Dataset items:
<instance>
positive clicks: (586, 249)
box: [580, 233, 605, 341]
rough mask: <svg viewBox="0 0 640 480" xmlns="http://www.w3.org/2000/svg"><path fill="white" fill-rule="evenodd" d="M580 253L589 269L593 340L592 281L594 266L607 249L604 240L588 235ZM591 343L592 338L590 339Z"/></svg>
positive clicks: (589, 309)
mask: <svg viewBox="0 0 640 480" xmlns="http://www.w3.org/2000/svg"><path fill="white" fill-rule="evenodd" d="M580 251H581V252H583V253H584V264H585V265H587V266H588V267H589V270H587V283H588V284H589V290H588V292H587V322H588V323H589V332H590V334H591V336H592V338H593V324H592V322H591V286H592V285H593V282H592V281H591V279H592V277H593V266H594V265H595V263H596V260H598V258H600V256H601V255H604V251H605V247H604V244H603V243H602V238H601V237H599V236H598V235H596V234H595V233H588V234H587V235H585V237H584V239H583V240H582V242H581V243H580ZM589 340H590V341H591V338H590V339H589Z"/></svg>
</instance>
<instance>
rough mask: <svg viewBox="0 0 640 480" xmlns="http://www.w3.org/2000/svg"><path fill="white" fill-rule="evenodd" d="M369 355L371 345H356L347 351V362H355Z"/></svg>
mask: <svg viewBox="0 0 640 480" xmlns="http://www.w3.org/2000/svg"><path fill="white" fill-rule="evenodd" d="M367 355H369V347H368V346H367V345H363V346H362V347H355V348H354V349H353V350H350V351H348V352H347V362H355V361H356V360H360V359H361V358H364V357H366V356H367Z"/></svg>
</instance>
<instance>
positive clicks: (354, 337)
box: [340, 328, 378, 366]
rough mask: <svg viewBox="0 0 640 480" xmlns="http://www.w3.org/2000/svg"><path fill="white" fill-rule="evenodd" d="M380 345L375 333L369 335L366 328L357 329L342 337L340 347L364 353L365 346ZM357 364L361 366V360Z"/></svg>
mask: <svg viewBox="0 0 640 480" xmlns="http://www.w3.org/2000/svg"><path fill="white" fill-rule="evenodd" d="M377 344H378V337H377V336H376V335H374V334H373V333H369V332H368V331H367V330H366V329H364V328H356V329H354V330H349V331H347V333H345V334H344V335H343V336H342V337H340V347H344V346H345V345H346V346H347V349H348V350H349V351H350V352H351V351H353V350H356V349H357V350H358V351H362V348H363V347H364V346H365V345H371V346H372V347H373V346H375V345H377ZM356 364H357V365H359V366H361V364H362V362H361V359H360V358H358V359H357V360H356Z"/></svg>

THE TASK: Edit the entries from the line that contains "345L375 333L369 335L366" up to and including the last line of the entries, changing "rough mask" to "coarse mask" and keeping everything else the same. Return only those lines.

TASK RESULT:
coarse mask: <svg viewBox="0 0 640 480" xmlns="http://www.w3.org/2000/svg"><path fill="white" fill-rule="evenodd" d="M380 345L375 333L369 335L366 328L357 329L342 337L340 347L364 353L365 346ZM357 364L361 366V360Z"/></svg>
mask: <svg viewBox="0 0 640 480" xmlns="http://www.w3.org/2000/svg"><path fill="white" fill-rule="evenodd" d="M377 344H378V337H377V336H376V335H374V334H373V333H369V332H368V331H367V330H366V329H364V328H356V329H354V330H349V331H347V333H345V334H344V335H343V336H342V337H340V347H344V346H345V345H346V346H347V349H348V350H349V351H350V352H351V351H353V350H356V349H357V350H358V351H362V348H363V347H364V346H365V345H371V346H372V347H373V346H375V345H377ZM356 364H357V365H359V366H361V364H362V362H361V359H360V358H358V359H357V360H356Z"/></svg>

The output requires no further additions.